#### Required work:
Extend the article on Darren Aronofsky and his film Pi with a few more paragraphs that pick up after its final quote.

#### Text under study:

———

Darren Aronovsky, the director of Pi.


A self-described "Brooklyn hip-hop kid" (albeit a Harvard-educated one), Aronofsky is clearly in love with the city where he's spent his whole life. "I grew up writing graffiti on subway cars," he recalls, "and it got me into the whole urban expressionism thing. The whole guerrilla filmmaking attitude of Pi is totally inspired by hip-hop and living in Brooklyn."

Devoted as he is to New York's beautiful squalor, Aronofsky can only deplore the current mayor's attempts to turn the city into a giant mall. "I can't stand New York without graffiti," he laments. "The whole cleansing of the city is not the New York we've known. The best example is the Disney store in Times Square. The best thing about Times Square was when I was a kid, they'd have all these beat-up porno theaters showing Star Trek I, II and III, and you'd pay $3 and spend a whole summer day in there. Sure, there were blowjobs and people shooting up heroin in the bathroom, but you just ignored that and made sure you went to the bathroom with a friend. Now it's all $9 movies and Godzilla culture. It's a nightmare."

Central to Pi is a vision of New York as a place where cultures collide, and as in hip-hop, the synthesis of seemingly disparate elements creates a final product that bears little resemblance to its component parts. Aronofsky admits that his knowledge of chaos theory is limited to "the stuff you hear at cocktail parties," and that other than a few days on a kibbutz and a "classically hypocritical high holiday Jew" upbringing, his knowledge of Kabbalah scholarship is similarly limited. But, he adds, Pi isn't really about either of those things, any more than it's about the Chinese board game Go, or the Fibonacci spiral (an equation whose graph perfectly mimics the pattern of seashells), or any of the other pieces of cultural detritus that float through the movie. "The different themes come from a long line of tapestry makers, not entertainers. I'm just sampling different ideas that I think are cool, trying to come up with some really cool beat."

———

#### Dataset extract:
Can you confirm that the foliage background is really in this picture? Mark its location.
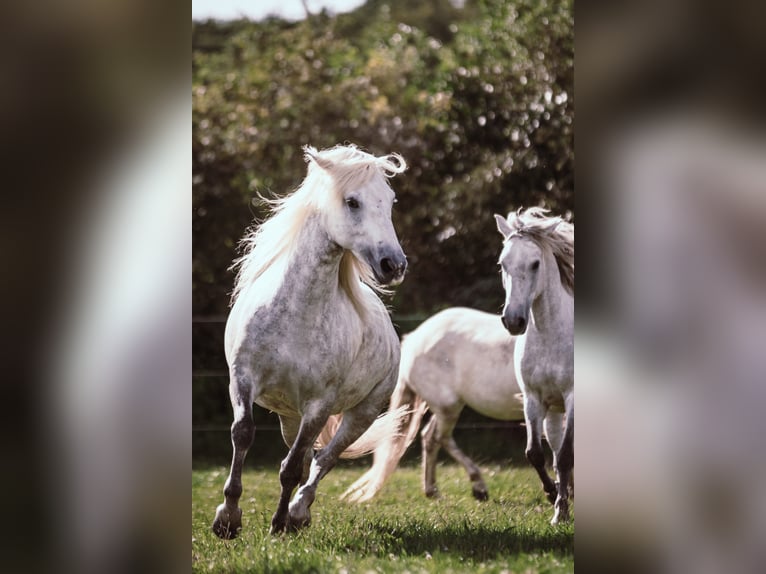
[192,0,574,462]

———

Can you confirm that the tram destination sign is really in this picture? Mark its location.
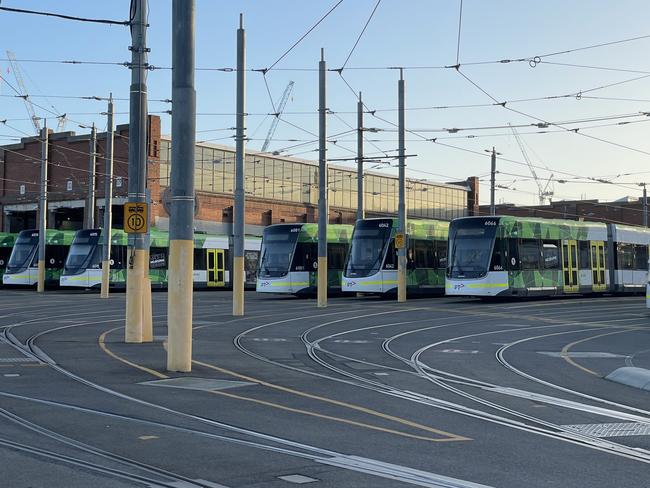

———

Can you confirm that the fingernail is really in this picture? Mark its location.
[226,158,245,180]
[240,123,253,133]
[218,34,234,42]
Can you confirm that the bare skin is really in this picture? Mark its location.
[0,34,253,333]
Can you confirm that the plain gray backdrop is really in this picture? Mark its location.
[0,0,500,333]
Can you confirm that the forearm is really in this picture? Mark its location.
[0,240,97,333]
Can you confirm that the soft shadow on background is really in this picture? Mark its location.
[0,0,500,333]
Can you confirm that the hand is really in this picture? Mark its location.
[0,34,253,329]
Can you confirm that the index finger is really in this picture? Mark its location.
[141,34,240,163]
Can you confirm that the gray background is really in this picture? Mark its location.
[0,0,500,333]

———

#### Exercise response:
Hip-hop's influence on Pi is evident also in the movie's pulsating electronic score, by Pop Will Eat Itself's Clint Mansell, and using tracks from Orbital and other electronica acts. It could also be seen as an homage to Stanley Kubrick, who first mixed science fiction and electronic music when he engaged Walter Carlos to score A Clockwork Orange. Aronofsky counts Kubrick's cinematic command and futuristic visions among his major influences, as well as Polanski's paranoia and the frenetic visual style and angular editing of Japan's Shinya Tsukamoto (Tetsuo, Tokyo Fist). But the movie's "patron saints" are Rod Serling, creator of The Twilight Zone TV series, and legendary science fiction author Philip K. Dick, whose visionary, lucid, idiosyncratic writing has as much to do with most genre-bound sci-fi as Pi does with, say, Lost in Space.

Another influence on Pi is Terry Gilliam's Brazil, which contrary to the antiseptic vision of movies like 2001, envisioned the future as a place filled with industrial clutter and rotting machinery. In particular, Aronofsky says, the look of Max's room-size computer Euclid was "totally learned from Gilliam—that idea of taking old technology and somehow re-wiring and re-working it to make it seem futuristic."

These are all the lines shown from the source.